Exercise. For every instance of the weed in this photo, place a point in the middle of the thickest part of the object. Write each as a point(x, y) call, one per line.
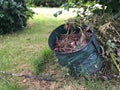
point(40, 63)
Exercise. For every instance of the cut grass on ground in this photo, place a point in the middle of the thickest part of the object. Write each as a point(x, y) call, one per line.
point(18, 51)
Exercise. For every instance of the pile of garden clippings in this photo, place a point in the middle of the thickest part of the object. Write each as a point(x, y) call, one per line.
point(69, 43)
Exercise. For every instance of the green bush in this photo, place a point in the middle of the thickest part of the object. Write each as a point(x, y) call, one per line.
point(13, 15)
point(47, 3)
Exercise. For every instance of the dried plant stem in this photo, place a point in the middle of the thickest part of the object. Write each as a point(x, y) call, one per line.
point(114, 61)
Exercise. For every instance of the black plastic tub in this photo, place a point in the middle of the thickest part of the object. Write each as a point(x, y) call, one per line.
point(86, 60)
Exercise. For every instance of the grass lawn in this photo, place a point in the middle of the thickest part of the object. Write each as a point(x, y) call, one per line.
point(19, 50)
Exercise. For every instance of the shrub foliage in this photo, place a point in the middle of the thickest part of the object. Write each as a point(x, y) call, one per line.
point(47, 3)
point(13, 15)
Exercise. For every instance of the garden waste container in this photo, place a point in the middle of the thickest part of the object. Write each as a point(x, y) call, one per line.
point(86, 60)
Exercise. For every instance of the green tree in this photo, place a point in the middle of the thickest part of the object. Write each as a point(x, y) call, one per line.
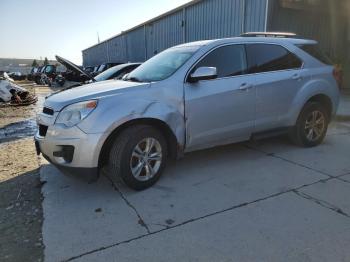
point(35, 63)
point(46, 62)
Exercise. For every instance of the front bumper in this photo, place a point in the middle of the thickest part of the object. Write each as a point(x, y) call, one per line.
point(84, 159)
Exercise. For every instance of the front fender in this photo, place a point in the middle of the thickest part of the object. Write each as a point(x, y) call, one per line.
point(111, 116)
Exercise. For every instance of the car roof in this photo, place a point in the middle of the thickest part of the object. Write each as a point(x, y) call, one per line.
point(276, 40)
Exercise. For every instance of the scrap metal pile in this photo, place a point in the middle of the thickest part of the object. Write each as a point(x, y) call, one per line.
point(12, 94)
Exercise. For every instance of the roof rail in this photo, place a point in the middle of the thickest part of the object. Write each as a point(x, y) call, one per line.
point(269, 34)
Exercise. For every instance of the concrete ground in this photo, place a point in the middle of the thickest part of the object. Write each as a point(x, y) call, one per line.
point(256, 201)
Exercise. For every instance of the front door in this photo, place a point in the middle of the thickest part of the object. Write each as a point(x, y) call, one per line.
point(221, 110)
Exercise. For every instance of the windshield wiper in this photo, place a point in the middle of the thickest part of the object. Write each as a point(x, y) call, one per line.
point(133, 79)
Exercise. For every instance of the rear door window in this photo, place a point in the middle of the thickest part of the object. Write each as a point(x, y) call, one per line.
point(270, 57)
point(229, 60)
point(315, 51)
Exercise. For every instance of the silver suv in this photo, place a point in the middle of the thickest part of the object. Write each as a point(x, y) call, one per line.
point(189, 97)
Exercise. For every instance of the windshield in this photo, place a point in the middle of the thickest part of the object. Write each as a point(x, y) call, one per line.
point(101, 68)
point(108, 73)
point(162, 65)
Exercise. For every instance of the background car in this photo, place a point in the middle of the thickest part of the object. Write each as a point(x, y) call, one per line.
point(117, 72)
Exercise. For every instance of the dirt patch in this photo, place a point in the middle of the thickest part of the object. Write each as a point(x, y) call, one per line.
point(20, 187)
point(20, 203)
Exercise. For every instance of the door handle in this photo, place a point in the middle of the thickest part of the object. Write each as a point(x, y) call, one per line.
point(245, 86)
point(297, 77)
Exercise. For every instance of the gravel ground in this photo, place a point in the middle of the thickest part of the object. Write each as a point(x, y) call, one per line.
point(20, 186)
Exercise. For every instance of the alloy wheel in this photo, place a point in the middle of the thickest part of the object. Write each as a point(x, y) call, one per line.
point(315, 125)
point(146, 159)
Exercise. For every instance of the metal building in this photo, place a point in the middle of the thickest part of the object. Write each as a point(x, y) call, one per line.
point(323, 20)
point(197, 20)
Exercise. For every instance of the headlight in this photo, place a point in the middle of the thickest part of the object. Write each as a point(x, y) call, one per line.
point(75, 113)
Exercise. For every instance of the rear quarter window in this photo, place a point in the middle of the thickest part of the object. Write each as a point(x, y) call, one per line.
point(316, 52)
point(271, 57)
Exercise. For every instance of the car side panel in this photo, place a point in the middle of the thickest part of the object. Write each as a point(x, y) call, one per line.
point(321, 83)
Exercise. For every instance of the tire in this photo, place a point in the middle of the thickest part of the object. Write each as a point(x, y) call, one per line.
point(125, 159)
point(314, 116)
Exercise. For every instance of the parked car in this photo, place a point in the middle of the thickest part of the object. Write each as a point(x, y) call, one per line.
point(31, 75)
point(104, 67)
point(189, 97)
point(17, 76)
point(115, 72)
point(89, 69)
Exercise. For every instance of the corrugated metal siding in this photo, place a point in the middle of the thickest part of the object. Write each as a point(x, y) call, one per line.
point(327, 29)
point(117, 49)
point(254, 18)
point(135, 47)
point(164, 33)
point(206, 19)
point(212, 19)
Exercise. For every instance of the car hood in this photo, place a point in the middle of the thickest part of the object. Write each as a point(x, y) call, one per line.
point(95, 90)
point(73, 67)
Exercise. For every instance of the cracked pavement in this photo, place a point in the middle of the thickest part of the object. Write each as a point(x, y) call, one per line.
point(256, 201)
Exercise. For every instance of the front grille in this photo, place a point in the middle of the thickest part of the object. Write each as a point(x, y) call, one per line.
point(42, 130)
point(48, 111)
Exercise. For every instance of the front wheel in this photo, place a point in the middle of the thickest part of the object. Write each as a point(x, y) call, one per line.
point(311, 127)
point(138, 156)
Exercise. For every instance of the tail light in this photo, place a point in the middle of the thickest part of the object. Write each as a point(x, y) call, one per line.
point(338, 76)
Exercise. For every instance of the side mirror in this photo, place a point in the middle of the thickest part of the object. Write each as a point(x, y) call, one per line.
point(125, 76)
point(203, 73)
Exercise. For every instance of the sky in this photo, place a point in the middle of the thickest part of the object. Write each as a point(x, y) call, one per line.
point(43, 28)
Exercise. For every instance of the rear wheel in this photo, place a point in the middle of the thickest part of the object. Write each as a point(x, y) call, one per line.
point(311, 127)
point(138, 156)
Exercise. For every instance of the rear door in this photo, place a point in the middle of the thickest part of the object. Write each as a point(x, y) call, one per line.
point(220, 110)
point(278, 77)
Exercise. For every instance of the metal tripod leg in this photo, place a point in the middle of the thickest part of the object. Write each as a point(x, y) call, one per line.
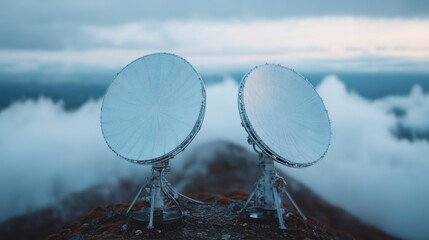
point(135, 198)
point(278, 208)
point(292, 201)
point(152, 207)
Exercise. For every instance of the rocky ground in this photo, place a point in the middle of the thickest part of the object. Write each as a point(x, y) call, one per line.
point(211, 177)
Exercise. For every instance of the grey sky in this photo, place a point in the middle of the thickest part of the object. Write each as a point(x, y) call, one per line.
point(111, 33)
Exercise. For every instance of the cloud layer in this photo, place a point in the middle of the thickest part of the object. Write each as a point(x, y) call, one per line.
point(47, 153)
point(368, 170)
point(309, 44)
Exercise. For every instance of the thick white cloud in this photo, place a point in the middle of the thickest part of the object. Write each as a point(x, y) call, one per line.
point(47, 153)
point(368, 171)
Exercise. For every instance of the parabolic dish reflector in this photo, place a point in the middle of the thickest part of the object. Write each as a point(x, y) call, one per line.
point(153, 108)
point(284, 116)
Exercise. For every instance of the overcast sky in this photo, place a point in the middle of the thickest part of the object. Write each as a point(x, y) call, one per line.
point(318, 35)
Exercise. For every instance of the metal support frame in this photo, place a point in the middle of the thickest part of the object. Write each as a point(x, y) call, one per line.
point(164, 206)
point(266, 199)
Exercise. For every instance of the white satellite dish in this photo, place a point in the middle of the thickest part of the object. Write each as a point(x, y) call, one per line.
point(287, 120)
point(151, 111)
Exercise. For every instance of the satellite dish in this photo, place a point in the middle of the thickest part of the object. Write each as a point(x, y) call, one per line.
point(151, 111)
point(286, 119)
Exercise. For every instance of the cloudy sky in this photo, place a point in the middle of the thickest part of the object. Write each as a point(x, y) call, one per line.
point(337, 35)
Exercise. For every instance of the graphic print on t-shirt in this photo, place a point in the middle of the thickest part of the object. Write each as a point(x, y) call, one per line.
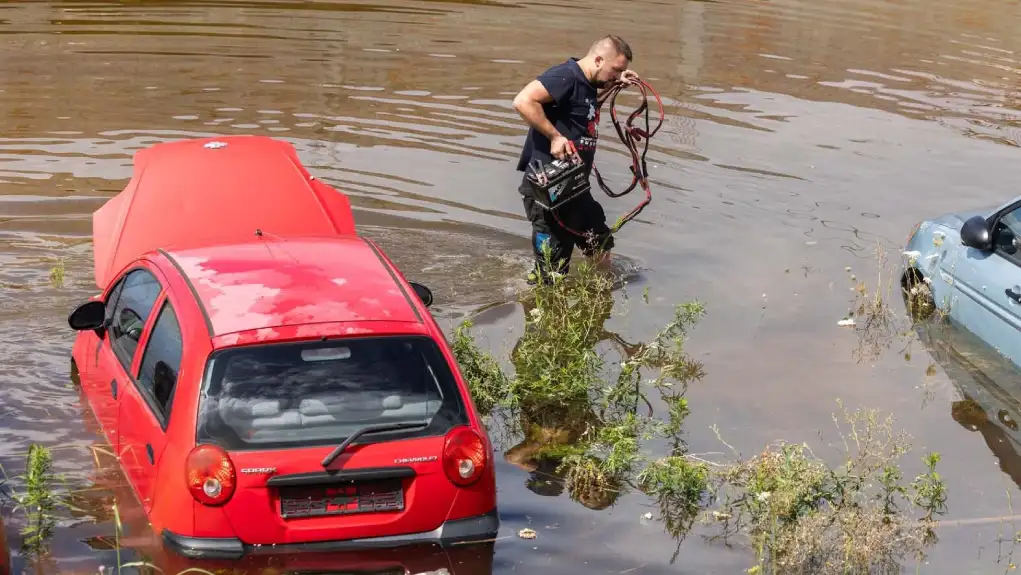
point(588, 141)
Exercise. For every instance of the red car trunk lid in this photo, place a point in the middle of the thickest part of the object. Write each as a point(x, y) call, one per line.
point(279, 410)
point(366, 493)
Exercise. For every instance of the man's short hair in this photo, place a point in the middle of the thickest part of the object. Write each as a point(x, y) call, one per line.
point(615, 42)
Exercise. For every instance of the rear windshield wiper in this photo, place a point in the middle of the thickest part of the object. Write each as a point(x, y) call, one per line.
point(372, 429)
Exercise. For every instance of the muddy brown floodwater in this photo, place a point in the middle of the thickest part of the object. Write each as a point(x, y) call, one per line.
point(799, 134)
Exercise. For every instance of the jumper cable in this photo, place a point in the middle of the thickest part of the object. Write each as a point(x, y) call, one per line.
point(630, 136)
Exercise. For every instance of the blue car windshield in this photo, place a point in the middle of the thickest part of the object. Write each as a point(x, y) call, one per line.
point(283, 395)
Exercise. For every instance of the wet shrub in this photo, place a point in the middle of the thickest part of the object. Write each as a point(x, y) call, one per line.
point(586, 416)
point(588, 413)
point(803, 516)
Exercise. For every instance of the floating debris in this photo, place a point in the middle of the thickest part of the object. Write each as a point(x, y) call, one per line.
point(527, 533)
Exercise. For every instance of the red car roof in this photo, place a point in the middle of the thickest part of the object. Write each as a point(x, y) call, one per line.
point(207, 191)
point(273, 282)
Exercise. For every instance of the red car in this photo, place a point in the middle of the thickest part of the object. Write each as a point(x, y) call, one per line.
point(266, 376)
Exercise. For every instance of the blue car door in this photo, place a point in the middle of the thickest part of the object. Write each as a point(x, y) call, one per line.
point(986, 289)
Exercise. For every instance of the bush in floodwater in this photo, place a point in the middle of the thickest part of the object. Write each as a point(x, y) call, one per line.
point(805, 517)
point(579, 418)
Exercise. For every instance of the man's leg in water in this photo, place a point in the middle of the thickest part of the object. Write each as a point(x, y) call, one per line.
point(545, 232)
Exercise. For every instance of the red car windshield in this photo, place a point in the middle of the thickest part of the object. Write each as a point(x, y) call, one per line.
point(317, 393)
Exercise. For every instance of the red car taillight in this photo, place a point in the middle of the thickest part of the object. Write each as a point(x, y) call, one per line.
point(210, 475)
point(465, 456)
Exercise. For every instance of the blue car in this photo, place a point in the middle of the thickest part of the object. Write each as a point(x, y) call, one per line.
point(967, 267)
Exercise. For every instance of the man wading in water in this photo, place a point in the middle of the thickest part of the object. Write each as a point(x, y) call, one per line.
point(562, 108)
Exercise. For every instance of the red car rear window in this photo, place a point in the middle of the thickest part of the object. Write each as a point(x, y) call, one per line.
point(283, 395)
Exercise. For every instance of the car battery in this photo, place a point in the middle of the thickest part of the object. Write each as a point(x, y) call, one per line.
point(558, 182)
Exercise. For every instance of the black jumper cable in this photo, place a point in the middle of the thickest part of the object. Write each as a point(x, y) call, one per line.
point(563, 180)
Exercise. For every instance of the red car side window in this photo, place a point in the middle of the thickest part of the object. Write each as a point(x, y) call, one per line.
point(161, 362)
point(131, 314)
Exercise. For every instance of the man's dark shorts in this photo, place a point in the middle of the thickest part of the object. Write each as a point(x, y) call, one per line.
point(583, 214)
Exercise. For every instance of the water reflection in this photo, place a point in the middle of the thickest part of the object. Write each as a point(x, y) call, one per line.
point(988, 388)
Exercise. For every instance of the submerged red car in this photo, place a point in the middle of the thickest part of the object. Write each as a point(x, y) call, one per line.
point(268, 376)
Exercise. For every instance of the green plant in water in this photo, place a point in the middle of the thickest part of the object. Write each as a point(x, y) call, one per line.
point(39, 500)
point(587, 423)
point(803, 516)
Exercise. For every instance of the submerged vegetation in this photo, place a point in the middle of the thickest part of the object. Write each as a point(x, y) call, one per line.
point(584, 411)
point(587, 418)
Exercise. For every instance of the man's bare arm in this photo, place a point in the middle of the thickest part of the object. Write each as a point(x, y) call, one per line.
point(529, 102)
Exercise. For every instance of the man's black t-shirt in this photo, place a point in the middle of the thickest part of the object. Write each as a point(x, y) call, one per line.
point(573, 112)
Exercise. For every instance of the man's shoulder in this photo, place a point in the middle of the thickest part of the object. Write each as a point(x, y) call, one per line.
point(565, 70)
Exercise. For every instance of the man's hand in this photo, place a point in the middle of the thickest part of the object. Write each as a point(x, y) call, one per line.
point(561, 147)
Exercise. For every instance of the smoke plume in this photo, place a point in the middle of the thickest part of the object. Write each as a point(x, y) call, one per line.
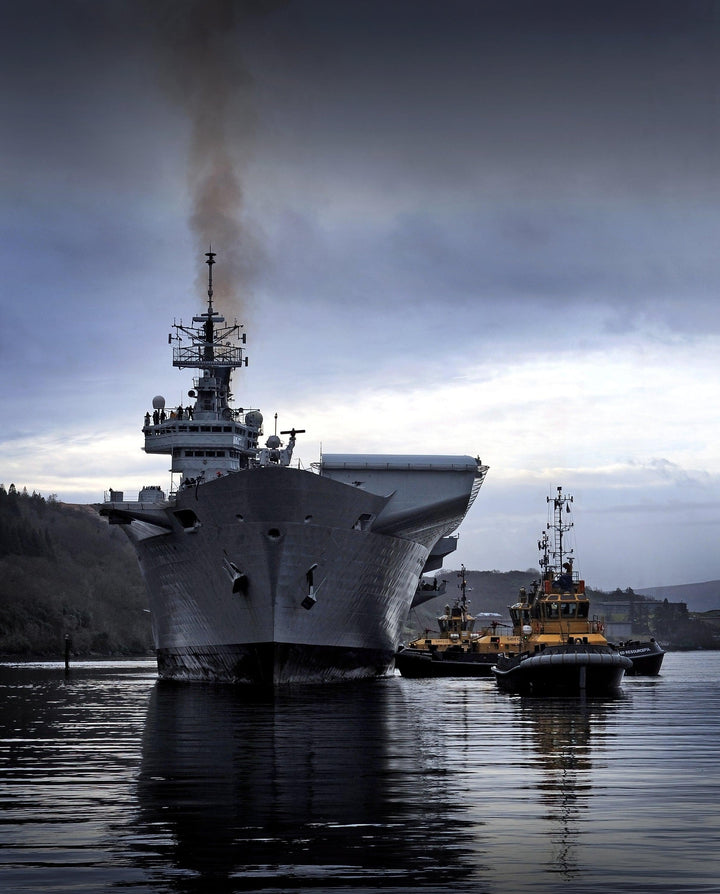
point(204, 72)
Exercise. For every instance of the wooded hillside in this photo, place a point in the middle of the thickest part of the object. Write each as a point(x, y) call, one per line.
point(64, 570)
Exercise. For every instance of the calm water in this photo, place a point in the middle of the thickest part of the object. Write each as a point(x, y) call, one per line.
point(110, 780)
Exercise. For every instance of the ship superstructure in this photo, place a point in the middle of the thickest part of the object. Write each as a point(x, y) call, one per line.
point(260, 572)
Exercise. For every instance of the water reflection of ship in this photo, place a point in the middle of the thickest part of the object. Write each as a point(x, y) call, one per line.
point(291, 791)
point(561, 736)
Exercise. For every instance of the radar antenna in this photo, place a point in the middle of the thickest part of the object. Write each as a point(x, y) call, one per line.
point(210, 255)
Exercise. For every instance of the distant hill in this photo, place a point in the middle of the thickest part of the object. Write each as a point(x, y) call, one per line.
point(64, 570)
point(700, 597)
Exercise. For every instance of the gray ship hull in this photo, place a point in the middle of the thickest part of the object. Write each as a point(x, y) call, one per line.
point(277, 575)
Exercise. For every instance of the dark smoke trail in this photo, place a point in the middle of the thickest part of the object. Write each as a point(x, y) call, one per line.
point(205, 74)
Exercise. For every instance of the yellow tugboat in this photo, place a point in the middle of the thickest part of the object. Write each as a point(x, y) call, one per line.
point(563, 649)
point(457, 650)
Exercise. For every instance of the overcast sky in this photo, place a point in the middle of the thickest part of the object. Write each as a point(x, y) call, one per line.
point(449, 227)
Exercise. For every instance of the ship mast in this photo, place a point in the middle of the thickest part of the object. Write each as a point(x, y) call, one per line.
point(553, 545)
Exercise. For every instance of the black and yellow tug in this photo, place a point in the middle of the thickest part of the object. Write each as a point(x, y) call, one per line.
point(563, 650)
point(457, 649)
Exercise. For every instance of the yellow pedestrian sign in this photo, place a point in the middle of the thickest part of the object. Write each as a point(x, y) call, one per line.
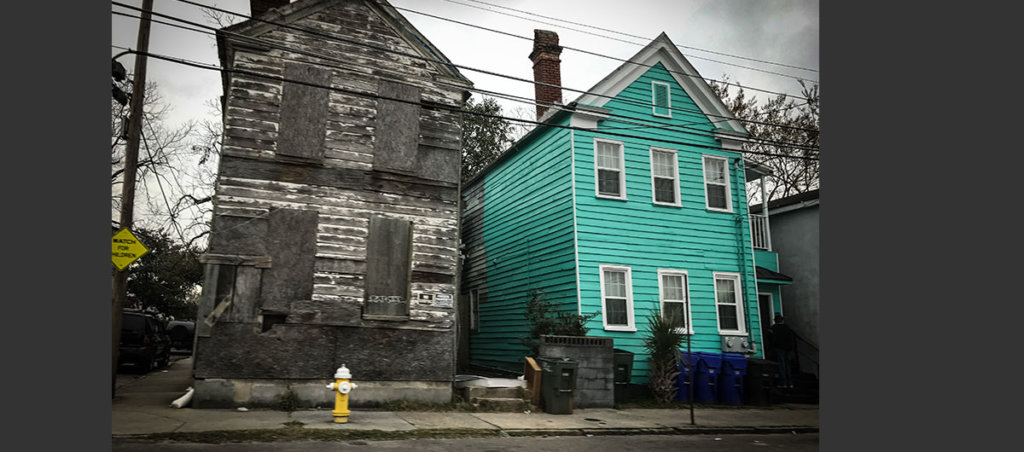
point(126, 248)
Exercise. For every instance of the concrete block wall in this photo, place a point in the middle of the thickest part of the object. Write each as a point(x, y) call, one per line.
point(595, 376)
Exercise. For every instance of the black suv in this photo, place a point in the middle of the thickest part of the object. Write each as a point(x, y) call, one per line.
point(144, 343)
point(182, 332)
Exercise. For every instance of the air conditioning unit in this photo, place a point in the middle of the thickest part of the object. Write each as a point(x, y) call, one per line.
point(737, 344)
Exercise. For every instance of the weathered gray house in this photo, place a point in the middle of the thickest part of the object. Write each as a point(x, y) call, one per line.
point(335, 235)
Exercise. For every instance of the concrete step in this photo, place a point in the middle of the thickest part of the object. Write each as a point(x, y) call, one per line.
point(489, 393)
point(507, 405)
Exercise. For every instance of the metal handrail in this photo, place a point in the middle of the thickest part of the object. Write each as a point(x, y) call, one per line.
point(796, 354)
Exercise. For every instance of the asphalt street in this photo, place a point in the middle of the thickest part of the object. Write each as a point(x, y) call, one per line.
point(638, 443)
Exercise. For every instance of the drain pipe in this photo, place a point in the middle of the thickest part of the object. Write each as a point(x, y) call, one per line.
point(742, 261)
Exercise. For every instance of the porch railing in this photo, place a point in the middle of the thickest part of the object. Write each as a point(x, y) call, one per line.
point(760, 234)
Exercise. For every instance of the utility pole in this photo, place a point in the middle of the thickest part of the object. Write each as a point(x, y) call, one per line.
point(128, 190)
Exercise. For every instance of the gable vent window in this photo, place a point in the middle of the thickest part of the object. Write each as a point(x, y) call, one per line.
point(662, 98)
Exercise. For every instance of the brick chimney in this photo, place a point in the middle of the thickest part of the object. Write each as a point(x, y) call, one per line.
point(547, 69)
point(259, 7)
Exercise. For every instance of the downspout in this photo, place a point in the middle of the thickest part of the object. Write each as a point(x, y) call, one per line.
point(741, 250)
point(764, 211)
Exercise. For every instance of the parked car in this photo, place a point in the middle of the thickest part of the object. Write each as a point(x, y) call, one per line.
point(144, 343)
point(182, 332)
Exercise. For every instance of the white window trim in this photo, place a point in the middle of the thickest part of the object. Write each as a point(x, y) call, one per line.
point(728, 183)
point(688, 302)
point(474, 310)
point(622, 170)
point(675, 175)
point(631, 326)
point(668, 97)
point(737, 286)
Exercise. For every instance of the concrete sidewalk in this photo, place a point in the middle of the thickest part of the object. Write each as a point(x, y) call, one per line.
point(141, 406)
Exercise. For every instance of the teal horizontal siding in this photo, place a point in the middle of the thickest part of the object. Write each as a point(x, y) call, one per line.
point(646, 237)
point(527, 242)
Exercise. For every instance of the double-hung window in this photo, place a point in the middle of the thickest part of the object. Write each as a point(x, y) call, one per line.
point(660, 96)
point(728, 300)
point(665, 176)
point(717, 191)
point(616, 298)
point(675, 293)
point(609, 166)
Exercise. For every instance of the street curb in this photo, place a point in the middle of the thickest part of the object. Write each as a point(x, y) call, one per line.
point(376, 435)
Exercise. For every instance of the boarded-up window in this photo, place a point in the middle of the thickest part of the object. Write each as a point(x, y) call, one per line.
point(397, 129)
point(389, 264)
point(303, 111)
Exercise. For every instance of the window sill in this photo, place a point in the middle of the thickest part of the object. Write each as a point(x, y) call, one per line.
point(667, 204)
point(621, 328)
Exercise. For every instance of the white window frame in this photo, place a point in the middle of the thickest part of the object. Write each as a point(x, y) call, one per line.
point(668, 98)
point(686, 293)
point(737, 287)
point(621, 169)
point(675, 177)
point(631, 325)
point(474, 310)
point(727, 183)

Exercise prompt: The lines from the one containing "Exercise. For every instance of the street" to the final line of the listing above must be set down exactly, both included.

Task output:
Exercise. For every instance of the street curb in this photo, place a point in the middle of the thickest part of the object. Write each as a point(x, y) call, one per line.
point(376, 435)
Exercise. For every instance of the boarded-up window in this photo, place a point in the middle of the thickest part of the object. Write each as a point(x, y) call, one per line.
point(397, 129)
point(389, 264)
point(303, 111)
Exercise. For every instance of the window sill in this photo, place a point in the middle of the thickest part of the object. Write each as a point(x, y) call, one per line.
point(667, 204)
point(621, 328)
Exercise. For every instance of the white window frame in this photo, place a point in the middle of the thickest part of the object. Write each as a point(x, y) call, one per line.
point(668, 98)
point(686, 293)
point(737, 287)
point(621, 169)
point(675, 177)
point(631, 325)
point(474, 310)
point(727, 183)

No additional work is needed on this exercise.